---- Alıntı

Site icon İnternet Haberler Köşe Yazıları Yorumlar Siyaset Ekonomi Spor

Ereğli Cezaevi’nde süresiz-dönüşümsüz açlık grevi


ADANA – Ereğli Cezaevi’nde 3 tutuklu, yaşanılan hak ihlalleri ve tecride karşı dün süresiz-dönüşümsüz açlık grevine girdi. 

 

Konya Ereğli Yüksek Güvenlikli Cezaevi’nde hak ihlalleri ve tecrit koşullarına karşı politik tutukluların 4 Ekim’de 10’ar gün şeklinde başlattığı süresiz-dönüşümlü açlık grevi eylemi devam ediyor. Tutuklulardan Rojhilatlı Yakup Brukanlı, ağır tecrit koşullarına karşı 28 Ekim’de bedenini ateşe verdi. Faik Budak, Fatih Baran ve Remzi Akyürek adlı tutukluların ise, 16 Kasım’da eylemlerini süresiz-dönüşümsüz olarak devam ettirdiği öğrenildi. 

 

Özgürlük İçin Hukukçular Derneği (ÖHD), İnsan Hakları Derneği (İHD) ile Çukurova Tutuklu ve Hükümlü Aileleleri ile Yardımlaşma Derneği (Çukurova TUAY-DER) üyesi avukatlar, 11 Kasım’da cezaevi idaresi ve tutukluları ziyaret ederek rapor hazırladı. 

 

MUTLAK TECRİT 

 

Raporda görüşme yapıldığı belirtilen tutuklulardan Ömer Sipek, Edirne’de tutuklandığını, tutuklandıktan sonra 41 saat ring arabası ile yolculuk yaptığını, cezaevi girişinde çıplak aramaya ve ağız içi aramasına maruz kalmadığını söyledi. Sipek, 14 metrekarelik bir odada tek başına tutulduğunu, diğer tüm odalarda da tek kişi bulunduğunu, günün 23 saatinin odada geçirildiğini, hükümözlü tutuklu (6 yıl 10 ay) olmasına rağmen ağırlaştırılmış müebbet hapis cezası alan hükümlülerin infaz şeklinin kendisine yaşatıldığını, odasında havalandırmaya açılan kapının bulunmadığını ifade etti.

--------

Yapılacak iş: Açlık grevi haberinde "Konya Ereğli Yüksek" sözlerinin geçtiği yerden başlayın, "devam ettirdiği öğrenildi." sözlerinden sonra durun ve aradaki bölümü hiç değiştirmeden yeniden yazın.

---- Verilen bilgiler

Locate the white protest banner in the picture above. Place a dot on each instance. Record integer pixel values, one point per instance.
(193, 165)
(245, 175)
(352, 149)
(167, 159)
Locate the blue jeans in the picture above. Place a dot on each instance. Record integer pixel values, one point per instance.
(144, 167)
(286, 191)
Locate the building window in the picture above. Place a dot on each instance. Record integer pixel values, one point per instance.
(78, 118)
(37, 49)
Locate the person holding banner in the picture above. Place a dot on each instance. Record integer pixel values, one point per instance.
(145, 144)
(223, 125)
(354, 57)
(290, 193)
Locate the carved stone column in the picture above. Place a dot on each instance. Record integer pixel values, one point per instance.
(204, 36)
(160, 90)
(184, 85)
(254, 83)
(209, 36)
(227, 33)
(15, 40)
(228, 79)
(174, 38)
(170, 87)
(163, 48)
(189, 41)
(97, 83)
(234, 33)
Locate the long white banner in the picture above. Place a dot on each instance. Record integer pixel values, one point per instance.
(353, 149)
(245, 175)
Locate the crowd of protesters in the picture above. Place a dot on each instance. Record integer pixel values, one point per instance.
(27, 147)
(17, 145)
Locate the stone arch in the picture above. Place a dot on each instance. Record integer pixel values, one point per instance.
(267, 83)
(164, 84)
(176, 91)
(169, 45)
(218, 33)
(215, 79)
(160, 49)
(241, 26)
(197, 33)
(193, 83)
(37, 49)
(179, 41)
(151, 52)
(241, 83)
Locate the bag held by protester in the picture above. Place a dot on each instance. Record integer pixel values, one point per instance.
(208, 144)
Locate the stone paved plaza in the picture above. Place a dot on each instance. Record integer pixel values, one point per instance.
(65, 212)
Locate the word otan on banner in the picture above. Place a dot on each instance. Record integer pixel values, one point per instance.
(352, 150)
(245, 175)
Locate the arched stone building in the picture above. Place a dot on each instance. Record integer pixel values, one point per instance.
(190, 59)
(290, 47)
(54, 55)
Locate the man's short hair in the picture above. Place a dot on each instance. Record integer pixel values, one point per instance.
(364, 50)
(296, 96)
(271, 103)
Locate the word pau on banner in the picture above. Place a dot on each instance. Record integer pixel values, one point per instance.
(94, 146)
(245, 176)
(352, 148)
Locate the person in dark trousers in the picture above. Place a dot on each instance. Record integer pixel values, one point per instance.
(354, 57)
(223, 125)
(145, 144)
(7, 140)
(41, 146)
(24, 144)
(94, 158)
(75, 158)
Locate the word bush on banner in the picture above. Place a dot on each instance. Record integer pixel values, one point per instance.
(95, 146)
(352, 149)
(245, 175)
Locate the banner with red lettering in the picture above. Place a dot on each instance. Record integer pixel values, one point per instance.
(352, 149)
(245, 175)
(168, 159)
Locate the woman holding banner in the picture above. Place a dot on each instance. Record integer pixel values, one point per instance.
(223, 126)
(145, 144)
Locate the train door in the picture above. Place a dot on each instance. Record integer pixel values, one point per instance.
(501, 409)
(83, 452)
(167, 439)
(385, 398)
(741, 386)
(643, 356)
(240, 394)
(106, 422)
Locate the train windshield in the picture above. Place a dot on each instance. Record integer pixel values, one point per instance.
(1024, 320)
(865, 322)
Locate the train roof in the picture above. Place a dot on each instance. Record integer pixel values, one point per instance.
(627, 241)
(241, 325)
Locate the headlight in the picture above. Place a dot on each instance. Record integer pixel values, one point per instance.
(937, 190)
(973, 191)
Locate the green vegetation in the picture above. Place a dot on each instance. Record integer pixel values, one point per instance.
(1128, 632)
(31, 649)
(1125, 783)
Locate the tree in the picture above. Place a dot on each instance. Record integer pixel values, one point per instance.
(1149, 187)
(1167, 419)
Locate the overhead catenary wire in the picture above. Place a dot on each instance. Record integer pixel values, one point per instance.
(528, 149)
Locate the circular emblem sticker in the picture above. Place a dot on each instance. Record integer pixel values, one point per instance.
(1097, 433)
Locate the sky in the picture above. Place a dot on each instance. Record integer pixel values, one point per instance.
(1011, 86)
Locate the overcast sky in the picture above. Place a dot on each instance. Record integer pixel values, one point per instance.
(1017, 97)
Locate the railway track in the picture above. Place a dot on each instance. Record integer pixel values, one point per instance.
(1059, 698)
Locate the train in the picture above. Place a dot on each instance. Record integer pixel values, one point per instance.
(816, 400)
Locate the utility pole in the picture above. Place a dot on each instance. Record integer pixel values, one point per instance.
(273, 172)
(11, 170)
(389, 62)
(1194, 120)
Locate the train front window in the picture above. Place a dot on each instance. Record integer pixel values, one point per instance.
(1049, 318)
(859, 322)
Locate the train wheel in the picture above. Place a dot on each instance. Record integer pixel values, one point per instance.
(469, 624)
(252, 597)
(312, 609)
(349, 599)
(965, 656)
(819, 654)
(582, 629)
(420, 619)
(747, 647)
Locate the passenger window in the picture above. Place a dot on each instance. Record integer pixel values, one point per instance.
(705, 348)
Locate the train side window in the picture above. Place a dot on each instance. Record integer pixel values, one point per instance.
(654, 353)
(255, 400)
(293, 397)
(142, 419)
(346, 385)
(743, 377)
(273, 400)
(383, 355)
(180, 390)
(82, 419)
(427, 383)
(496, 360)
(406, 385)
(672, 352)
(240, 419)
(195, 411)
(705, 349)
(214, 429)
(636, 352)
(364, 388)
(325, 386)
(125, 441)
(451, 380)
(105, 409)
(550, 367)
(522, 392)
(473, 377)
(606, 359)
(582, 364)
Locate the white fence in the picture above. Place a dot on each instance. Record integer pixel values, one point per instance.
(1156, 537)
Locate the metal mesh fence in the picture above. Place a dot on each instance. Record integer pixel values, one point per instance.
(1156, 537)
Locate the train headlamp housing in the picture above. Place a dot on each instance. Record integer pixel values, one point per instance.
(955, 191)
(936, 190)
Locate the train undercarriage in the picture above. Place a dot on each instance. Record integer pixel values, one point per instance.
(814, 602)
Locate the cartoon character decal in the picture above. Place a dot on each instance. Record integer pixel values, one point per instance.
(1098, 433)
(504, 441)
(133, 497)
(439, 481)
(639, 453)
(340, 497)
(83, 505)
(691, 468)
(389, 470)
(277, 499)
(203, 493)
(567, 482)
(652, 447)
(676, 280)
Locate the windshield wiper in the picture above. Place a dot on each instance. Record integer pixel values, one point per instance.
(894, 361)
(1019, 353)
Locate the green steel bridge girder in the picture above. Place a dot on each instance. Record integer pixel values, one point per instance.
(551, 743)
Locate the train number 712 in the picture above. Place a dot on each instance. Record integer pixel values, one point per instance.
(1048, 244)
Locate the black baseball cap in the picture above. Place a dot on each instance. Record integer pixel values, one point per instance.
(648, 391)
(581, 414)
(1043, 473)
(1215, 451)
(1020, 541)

--------

Alıştırmanın çözümü:
Konya Ereğli Yüksek Güvenlikli Cezaevi’nde hak ihlalleri ve tecrit koşullarına karşı politik tutukluların 4 Ekim’de 10’ar gün şeklinde başlattığı süresiz-dönüşümlü açlık grevi eylemi devam ediyor. Tutuklulardan Rojhilatlı Yakup Brukanlı, ağır tecrit koşullarına karşı 28 Ekim’de bedenini ateşe verdi. Faik Budak, Fatih Baran ve Remzi Akyürek adlı tutukluların ise, 16 Kasım’da eylemlerini süresiz-dönüşümsüz olarak devam ettirdiği öğrenildi.